_Exercise instructions_
Convert everything from the start of the records down to the line containing "[[386, 285], [622, 140]]" into a two-column CSV with headers task and result. Give one row per request, holding its text and its answer, with each field in quotes and any line breaks turned into spaces.

_Supplied records_
----
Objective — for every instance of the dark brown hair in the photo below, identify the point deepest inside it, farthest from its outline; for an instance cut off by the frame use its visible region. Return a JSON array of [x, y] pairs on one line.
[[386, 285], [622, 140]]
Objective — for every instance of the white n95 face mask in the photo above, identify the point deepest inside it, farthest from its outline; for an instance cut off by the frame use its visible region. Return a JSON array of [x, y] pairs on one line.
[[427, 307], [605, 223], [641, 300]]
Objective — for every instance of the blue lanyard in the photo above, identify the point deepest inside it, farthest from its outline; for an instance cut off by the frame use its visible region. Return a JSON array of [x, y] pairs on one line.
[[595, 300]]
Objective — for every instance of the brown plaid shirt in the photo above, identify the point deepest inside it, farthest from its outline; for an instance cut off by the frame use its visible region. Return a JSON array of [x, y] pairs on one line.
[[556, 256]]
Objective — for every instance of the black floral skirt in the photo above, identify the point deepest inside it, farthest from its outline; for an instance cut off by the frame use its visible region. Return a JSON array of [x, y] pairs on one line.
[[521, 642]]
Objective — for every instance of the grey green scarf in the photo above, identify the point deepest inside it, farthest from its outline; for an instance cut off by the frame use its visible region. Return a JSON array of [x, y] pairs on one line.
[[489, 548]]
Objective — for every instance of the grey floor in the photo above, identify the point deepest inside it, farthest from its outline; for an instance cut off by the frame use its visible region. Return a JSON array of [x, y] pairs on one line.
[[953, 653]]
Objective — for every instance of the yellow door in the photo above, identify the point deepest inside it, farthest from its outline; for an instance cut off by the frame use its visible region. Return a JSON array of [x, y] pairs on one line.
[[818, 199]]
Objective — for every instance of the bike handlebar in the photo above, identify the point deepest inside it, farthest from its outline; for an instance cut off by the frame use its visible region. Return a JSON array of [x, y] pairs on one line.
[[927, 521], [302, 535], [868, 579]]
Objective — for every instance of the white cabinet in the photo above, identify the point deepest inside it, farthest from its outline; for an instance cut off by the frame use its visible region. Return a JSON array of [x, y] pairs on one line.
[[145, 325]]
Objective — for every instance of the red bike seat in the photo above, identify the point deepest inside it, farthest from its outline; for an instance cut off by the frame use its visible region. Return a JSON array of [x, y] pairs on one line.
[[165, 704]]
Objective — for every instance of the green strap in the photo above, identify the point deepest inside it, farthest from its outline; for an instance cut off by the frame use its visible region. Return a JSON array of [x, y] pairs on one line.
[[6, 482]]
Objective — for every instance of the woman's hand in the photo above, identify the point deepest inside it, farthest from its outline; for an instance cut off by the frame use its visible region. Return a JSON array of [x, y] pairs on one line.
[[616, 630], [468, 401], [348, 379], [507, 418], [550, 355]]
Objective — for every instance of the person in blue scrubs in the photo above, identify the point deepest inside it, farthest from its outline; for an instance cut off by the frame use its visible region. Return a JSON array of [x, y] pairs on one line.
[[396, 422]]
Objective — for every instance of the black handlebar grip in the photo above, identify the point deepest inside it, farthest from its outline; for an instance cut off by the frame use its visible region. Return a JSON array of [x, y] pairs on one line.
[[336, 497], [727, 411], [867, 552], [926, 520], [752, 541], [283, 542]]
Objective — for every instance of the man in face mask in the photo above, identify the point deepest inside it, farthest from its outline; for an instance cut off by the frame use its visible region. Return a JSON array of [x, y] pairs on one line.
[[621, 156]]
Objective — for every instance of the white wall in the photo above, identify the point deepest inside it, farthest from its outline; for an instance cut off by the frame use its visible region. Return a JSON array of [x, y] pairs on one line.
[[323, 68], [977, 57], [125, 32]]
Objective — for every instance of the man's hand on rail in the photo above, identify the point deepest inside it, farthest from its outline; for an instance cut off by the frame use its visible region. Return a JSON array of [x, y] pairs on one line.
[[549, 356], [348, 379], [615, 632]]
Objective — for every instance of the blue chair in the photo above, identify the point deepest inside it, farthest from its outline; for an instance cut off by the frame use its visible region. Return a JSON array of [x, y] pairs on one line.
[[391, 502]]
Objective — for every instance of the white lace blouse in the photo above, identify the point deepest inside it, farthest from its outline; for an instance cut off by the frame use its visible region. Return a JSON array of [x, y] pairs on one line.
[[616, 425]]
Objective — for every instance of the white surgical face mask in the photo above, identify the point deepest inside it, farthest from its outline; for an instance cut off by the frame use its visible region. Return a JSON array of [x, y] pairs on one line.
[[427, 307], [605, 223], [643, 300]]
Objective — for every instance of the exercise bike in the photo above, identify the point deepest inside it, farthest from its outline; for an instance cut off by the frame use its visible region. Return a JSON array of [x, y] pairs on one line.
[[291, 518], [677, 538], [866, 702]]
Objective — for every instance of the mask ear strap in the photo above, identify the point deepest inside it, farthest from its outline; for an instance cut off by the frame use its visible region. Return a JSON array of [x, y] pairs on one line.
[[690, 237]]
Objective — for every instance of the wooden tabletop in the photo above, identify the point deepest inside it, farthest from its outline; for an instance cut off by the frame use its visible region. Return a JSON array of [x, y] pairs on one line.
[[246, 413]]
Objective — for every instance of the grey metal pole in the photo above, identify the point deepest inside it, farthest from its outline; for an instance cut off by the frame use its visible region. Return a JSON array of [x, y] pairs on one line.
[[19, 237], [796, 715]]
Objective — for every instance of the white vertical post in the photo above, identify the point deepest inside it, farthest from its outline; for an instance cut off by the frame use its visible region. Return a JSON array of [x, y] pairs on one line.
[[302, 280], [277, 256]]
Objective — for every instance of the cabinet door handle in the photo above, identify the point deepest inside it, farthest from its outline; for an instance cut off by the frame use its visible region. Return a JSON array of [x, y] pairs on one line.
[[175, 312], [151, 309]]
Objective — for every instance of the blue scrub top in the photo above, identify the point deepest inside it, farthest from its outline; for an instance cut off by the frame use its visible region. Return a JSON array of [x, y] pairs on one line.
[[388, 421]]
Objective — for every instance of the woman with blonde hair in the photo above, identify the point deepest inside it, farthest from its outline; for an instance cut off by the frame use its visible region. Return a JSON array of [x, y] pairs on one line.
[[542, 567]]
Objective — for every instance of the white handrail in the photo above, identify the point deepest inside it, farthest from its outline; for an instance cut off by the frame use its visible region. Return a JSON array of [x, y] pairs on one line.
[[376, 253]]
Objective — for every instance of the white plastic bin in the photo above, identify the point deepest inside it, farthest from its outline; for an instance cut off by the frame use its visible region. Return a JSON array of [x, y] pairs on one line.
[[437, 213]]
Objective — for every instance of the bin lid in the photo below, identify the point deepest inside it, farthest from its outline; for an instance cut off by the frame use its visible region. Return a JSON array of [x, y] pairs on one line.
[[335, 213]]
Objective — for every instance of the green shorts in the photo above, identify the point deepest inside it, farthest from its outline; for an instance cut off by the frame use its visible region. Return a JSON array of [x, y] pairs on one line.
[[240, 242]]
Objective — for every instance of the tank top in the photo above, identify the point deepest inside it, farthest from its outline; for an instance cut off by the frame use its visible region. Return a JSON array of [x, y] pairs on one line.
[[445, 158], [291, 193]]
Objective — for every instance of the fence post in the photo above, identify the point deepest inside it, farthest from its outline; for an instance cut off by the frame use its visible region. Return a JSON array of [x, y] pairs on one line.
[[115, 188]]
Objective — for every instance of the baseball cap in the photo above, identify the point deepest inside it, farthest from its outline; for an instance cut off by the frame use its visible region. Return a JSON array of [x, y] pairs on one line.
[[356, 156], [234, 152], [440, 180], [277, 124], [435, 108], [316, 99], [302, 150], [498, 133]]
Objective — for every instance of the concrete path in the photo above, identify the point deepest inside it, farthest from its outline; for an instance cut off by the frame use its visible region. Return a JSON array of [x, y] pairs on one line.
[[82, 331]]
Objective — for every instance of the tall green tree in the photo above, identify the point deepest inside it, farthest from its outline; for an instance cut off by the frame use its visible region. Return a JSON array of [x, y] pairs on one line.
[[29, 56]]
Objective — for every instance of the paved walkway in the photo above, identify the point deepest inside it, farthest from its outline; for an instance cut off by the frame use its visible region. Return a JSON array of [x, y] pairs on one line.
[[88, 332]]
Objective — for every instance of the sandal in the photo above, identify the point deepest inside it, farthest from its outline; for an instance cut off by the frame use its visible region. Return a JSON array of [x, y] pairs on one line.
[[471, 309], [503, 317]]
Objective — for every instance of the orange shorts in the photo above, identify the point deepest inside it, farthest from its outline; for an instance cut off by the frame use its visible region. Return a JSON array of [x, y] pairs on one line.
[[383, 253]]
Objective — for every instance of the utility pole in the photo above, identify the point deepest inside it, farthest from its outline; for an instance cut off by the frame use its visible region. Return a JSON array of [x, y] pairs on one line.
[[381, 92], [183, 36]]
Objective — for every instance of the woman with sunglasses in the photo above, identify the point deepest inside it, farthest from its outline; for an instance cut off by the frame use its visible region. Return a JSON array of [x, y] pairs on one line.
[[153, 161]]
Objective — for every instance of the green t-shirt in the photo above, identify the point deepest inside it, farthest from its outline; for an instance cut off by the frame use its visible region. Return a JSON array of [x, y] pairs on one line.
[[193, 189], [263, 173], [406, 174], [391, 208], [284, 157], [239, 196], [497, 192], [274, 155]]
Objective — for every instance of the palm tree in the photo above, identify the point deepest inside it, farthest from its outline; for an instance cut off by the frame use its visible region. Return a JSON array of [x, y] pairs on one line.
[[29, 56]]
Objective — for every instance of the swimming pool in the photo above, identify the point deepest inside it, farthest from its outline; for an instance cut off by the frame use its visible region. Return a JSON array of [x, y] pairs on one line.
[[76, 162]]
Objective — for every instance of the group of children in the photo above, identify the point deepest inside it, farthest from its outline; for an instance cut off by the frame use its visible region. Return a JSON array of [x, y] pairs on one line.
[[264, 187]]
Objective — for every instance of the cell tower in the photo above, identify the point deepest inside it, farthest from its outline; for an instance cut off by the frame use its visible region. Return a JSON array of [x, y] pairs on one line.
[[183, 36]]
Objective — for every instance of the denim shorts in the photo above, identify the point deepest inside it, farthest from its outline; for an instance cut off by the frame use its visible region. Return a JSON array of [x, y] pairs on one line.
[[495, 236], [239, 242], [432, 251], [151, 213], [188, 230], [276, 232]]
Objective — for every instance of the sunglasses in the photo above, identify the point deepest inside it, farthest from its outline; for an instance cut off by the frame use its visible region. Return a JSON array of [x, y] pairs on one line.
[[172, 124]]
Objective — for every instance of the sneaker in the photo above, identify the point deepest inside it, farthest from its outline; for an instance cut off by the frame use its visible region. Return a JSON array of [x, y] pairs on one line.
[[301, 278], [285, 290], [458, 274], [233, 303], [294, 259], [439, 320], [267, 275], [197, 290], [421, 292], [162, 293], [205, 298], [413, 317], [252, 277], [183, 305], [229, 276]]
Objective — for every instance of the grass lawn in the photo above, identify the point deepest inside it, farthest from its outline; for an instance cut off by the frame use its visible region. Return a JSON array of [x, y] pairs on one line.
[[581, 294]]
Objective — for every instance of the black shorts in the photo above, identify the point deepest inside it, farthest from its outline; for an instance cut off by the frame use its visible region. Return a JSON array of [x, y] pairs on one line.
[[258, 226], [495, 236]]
----
_Result of this exercise_
task,result
"Objective — for every instance of the dark brown hair in the photo below, identify the point deepest inside it, farthest from its outline; for an instance cut off by the frame use its visible region. Return a JSON array of [x, y] pairs on one line.","[[386, 285], [622, 140]]"